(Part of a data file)
┄┄┄┄┄┄┄┄┄┄┄┄┄┄┄┄┄┄┄┄
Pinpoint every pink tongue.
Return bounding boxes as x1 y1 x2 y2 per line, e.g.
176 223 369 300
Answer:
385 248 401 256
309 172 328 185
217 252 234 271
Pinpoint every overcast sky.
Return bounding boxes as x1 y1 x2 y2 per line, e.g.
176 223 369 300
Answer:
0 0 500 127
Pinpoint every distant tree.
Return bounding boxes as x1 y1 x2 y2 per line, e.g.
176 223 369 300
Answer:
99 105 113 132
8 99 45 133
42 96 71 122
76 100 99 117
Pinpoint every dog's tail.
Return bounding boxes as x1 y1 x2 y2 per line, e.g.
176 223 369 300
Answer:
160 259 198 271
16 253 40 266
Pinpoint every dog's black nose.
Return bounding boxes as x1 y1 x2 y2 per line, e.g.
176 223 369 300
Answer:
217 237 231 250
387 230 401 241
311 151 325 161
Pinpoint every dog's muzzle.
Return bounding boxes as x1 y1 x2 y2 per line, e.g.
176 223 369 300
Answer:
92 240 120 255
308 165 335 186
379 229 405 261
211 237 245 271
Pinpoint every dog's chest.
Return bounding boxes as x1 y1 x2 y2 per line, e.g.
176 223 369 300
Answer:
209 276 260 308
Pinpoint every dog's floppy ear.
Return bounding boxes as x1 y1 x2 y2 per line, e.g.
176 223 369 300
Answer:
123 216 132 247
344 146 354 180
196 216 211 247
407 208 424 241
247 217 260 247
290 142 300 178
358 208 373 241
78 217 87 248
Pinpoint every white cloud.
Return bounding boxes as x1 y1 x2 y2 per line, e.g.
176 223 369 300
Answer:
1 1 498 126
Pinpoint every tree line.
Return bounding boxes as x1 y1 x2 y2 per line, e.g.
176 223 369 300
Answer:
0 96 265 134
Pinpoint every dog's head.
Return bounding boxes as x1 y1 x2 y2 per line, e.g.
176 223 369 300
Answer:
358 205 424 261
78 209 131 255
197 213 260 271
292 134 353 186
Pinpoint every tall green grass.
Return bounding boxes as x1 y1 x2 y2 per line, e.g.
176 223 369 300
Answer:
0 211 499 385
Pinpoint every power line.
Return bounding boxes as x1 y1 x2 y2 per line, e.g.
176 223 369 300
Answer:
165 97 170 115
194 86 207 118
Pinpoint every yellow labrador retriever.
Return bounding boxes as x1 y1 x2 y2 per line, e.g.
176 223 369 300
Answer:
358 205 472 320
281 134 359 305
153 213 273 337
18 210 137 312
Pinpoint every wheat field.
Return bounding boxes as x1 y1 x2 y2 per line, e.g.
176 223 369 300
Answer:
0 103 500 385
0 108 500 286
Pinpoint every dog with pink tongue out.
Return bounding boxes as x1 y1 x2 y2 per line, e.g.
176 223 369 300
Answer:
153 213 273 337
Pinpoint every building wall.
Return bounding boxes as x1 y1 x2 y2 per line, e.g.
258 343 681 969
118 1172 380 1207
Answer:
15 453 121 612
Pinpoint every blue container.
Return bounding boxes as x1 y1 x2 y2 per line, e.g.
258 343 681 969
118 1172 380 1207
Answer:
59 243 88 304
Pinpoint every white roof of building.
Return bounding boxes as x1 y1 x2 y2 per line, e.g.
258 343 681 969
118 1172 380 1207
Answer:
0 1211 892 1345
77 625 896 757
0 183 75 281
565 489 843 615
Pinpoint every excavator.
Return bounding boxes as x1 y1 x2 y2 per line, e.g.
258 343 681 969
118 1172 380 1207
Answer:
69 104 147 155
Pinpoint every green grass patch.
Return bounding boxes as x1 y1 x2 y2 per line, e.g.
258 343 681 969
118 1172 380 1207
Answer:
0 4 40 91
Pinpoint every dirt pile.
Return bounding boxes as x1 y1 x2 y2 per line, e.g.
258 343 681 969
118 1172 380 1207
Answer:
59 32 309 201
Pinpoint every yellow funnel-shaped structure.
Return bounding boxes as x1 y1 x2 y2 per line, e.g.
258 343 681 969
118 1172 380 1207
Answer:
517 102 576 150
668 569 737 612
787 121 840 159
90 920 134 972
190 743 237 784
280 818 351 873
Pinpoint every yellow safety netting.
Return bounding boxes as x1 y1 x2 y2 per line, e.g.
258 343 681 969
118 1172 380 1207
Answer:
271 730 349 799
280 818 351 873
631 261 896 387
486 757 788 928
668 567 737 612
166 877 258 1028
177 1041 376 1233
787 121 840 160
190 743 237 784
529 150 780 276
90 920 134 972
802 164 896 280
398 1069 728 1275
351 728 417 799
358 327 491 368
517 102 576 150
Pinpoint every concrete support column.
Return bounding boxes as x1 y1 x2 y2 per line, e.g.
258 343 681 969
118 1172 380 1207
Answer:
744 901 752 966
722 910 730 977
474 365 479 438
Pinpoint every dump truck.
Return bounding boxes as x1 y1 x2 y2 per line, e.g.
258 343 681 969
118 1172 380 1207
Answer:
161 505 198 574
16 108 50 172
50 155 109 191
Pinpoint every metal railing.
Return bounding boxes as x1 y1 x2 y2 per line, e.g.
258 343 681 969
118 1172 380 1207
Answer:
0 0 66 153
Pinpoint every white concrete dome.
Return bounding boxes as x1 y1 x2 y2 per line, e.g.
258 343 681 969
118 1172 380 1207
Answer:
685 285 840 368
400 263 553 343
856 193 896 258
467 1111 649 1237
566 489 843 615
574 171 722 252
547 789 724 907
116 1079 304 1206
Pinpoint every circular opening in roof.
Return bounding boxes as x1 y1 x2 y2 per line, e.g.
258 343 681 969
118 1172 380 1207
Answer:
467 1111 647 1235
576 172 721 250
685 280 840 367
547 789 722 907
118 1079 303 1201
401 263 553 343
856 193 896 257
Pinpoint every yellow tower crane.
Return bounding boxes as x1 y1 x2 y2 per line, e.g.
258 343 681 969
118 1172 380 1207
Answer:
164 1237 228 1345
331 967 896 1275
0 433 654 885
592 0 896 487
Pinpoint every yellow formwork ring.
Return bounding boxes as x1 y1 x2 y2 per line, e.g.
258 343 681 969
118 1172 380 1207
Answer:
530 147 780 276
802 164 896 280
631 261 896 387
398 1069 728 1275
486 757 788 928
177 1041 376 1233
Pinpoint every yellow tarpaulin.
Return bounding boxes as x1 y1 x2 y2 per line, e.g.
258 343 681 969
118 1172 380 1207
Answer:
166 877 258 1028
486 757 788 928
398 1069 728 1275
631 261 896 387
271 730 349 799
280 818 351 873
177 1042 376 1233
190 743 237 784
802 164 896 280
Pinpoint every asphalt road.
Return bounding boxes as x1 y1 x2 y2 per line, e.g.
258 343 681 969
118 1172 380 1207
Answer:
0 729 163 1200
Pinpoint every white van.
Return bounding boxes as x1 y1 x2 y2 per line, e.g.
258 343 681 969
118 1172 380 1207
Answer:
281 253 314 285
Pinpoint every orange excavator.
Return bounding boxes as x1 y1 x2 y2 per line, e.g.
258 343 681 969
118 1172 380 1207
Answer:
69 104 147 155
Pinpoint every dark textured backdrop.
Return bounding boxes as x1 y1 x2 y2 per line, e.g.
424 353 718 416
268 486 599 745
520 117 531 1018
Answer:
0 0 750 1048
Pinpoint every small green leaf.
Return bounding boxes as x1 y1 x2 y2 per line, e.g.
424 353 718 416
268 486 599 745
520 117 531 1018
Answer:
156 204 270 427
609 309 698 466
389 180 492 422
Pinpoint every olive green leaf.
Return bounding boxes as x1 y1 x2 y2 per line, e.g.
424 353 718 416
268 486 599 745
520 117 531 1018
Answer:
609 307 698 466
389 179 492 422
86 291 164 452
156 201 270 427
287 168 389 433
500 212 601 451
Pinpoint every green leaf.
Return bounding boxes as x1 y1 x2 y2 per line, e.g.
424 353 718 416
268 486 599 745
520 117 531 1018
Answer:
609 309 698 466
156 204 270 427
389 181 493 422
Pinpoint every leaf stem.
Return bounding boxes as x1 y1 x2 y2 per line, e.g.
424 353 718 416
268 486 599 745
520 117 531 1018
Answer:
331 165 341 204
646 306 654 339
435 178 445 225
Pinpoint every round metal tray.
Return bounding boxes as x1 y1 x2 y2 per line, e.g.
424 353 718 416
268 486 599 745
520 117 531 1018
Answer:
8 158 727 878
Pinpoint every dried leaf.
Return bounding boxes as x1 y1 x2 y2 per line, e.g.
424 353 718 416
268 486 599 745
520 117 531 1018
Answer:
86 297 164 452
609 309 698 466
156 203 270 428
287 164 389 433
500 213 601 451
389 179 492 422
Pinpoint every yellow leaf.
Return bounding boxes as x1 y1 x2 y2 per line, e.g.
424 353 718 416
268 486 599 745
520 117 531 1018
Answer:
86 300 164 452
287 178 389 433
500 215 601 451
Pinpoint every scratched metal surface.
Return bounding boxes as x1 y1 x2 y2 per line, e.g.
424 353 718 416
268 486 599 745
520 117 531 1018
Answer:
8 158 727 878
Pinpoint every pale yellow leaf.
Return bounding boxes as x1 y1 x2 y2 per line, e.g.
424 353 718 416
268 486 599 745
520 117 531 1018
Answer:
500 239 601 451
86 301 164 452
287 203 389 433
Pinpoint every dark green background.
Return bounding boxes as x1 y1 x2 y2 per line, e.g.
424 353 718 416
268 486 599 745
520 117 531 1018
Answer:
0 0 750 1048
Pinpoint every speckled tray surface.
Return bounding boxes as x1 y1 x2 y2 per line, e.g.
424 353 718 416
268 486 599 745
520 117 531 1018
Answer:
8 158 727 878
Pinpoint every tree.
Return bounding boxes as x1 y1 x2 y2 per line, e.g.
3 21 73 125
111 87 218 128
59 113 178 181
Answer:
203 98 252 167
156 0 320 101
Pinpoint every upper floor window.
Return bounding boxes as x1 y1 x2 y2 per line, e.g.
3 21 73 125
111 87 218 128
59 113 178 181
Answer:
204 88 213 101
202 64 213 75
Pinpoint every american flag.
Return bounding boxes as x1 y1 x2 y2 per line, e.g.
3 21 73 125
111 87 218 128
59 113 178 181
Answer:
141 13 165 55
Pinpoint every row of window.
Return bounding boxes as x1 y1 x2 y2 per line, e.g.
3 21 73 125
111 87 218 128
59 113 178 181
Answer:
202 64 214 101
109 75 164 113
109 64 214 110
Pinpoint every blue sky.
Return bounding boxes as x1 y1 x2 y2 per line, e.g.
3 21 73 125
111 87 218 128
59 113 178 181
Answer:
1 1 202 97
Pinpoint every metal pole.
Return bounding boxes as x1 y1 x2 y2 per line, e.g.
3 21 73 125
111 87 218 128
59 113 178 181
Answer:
┄┄┄┄┄┄┄┄┄┄┄┄┄┄┄┄┄┄┄┄
▸ **Task to carry out**
Retype the rows between the line holding "Pinpoint every green grass patch." and the line holding "592 0 896 487", inclusive, with no changes.

▸ **Output of the task**
Pinpoint every green grass patch.
Return bounding boxes as x1 y1 x2 y2 per line, e.g.
258 343 681 969
118 1172 380 1207
Answer:
0 4 40 91
Pinpoint every dirt pile.
Return bounding boxes as x1 y1 x2 y2 per line, e.g.
258 343 681 969
118 1172 380 1207
Answer:
59 32 309 201
Pinpoint every yellow funnel-shaped structure.
Return bounding boxes as x1 y1 x2 y2 per line, e.g.
258 343 681 969
118 1172 380 1207
Answer:
517 102 576 150
668 569 737 612
787 121 840 159
90 920 134 972
190 743 237 784
280 818 351 873
Pinpoint every yellow safety netting.
Return bounding boxes as x1 y1 x2 y2 per line, e.g.
258 343 681 969
118 1172 380 1207
Answer:
271 730 349 799
280 818 351 873
631 261 896 387
486 757 788 928
668 567 737 612
166 877 258 1028
177 1041 376 1233
787 121 840 160
190 743 237 784
529 150 780 276
90 920 134 972
802 164 896 280
398 1069 728 1275
351 728 417 799
358 327 491 368
517 102 576 150
Pinpoint every concrete support column.
Return bounding boxes as x1 y1 x2 y2 per line, e.g.
258 343 681 969
118 1172 380 1207
Answer:
744 901 752 966
722 910 730 977
474 365 479 438
Pinpoint every dump truck.
Return bounding boxes as x1 y1 x2 y2 per line, e.g.
258 343 681 969
118 1172 380 1207
Answer:
161 505 198 574
16 108 50 172
50 155 109 191
Pinpoint every metal railing.
Return bounding boxes as x1 y1 x2 y2 per line, e.g.
258 343 681 969
118 1172 380 1207
Answer:
0 0 66 153
Pinpoint every white concrete dome.
Return bounding boxes as x1 y1 x2 y2 per line, e.g.
258 343 681 969
118 1172 380 1207
Answer:
685 285 840 368
400 263 553 343
856 193 896 258
467 1111 649 1237
566 489 843 615
574 171 722 252
547 789 724 907
116 1079 304 1206
Pinpoint every circular opening in roof.
Return bounding boxes as x1 y1 x2 y2 per line, e.g.
258 343 681 969
118 1172 380 1207
Answer:
467 1111 647 1235
576 172 721 250
685 280 840 367
547 789 722 907
118 1079 303 1201
401 263 553 343
856 193 896 257
Pinpoint every yellow tower crane.
Return bounding boxes as x1 y1 x2 y2 per line, e.g.
258 343 681 969
118 1172 380 1207
Answer:
164 1237 228 1345
331 967 896 1275
0 433 654 885
592 0 896 487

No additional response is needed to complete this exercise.